**Exercise tasks**:
[a] List every job title mentioned in the blog post about career and identity.
[b] Answer these questions from the blog post about career and identity.
(i) What date appears on the post?
(ii) What did the writer keep while taking massage classes?
(iii) What did the writer ask the client after they went into the spa?
[c] In the blog post about career and identity, why does telling someone "massage therapist" or "spa manager" not define the writer the way "actor/director/teacher" once did?

**Quoted passage**:
Saturday, August 27, 2011

"It is a real possession in the changing fortunes of time"

Career.

Yikes. Heavy wordage when you think about it. What you "do" with your life. How do you make a living? How do you set your work/life balance? Can you really separate "work" from "life" or do the two intertwine too much?

For me "work" has often been a large part of "life". Pursuing theatre, music and teaching was a big part of my identity and remains part of it even though it is removed from "work" for the time being. I think one of the things many people struggle with is deciding if what they "do" defines "who they are". (Let me put more quotation marks in this post how bout it?)

Right now I'm caught in the middle of a somewhat amorphous phase of my life. I've stopped "working" in theatre and the arts and now my job is massage therapist and spa manager. I still believe that my passion for the arts helps define who I am and what my life is even though I'm not working in that world. Massage is something that has happened pretty organically for me. I've always been good at it so when the chance to take classes while keeping my full time job came up I thought why not. I've really connected with the work and I love the things I am now able to do. (Ref: older post about being called a healer.) So now, for the first time in my life, my job has not been a (mostly) complete representation who I am. I don't say the words "I'm a massage therapist" with quite as much conviction as I used to say "I'm a(n) actor/director/teacher."

This makes it sound like I'm not happy with being a massage therapist...that's not the case at all. I'm actually quite happy with it. I'm paying off all the debt I accrued saying "I'm a(n) actor/director/teacher". I'm learning new skills and how to think in different ways (which is extremely important to me). I have met lots of really amazing people. I am exploring lots of new ways of thinking and developing new and healthy habits. I'm learning about the human body and ways that it breaks and ways you can fix it. I'm engaging and training a completely new side of myself and I am constantly excited about it. I think the disconnect is coming from my life time dedicated to saying "I am __(insert job)__" and letting that take all the work out of defining who I am to someone else. I think there is such a strong idea of what a(n) actor/director/singer is that when you tell someone that one of those things is your job then they already "know" a lot about you. When you say "massage therapist" or "spa manager" it doesn't come with quite the same understanding.

Having a job that doesn't have an immediately defining manifesto leaves one in a place where you have to confront exactly what you want to portray to people as you. A hefty task.

Hmm, that was a significant ramble away from what this post was originally going to be about. Let's backtrack.

I saw a client of mine who I have been seeing for many months this weekend. I hadn't seen them in forever and our schedules finally clicked for them to come in. After catching up briefly we went into the spa and I asked what they wanted me to work on.

**Material supplied**:

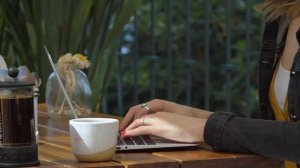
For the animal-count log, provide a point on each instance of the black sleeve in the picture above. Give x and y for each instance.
(229, 133)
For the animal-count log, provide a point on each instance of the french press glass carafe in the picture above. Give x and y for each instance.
(18, 145)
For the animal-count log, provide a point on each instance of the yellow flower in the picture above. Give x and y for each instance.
(81, 61)
(68, 59)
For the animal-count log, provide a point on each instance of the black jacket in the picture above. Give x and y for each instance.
(281, 140)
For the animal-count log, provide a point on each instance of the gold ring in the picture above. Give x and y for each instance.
(143, 121)
(145, 105)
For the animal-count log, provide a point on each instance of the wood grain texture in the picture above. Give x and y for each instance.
(203, 158)
(55, 151)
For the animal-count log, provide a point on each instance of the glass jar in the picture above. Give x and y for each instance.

**Your written answers**:
[a] actor, director, teacher, singer, massage therapist, spa manager

[b]
(i) Saturday, August 27, 2011
(ii) A full-time job
(iii) What the client wanted the writer to work on

[c] There is a strong idea of what an actor, director or singer is, so naming one of those jobs makes people feel they already know a lot about you. "Massage therapist" and "spa manager" don't carry the same understanding, so the writer has to decide what to portray to people about who they are.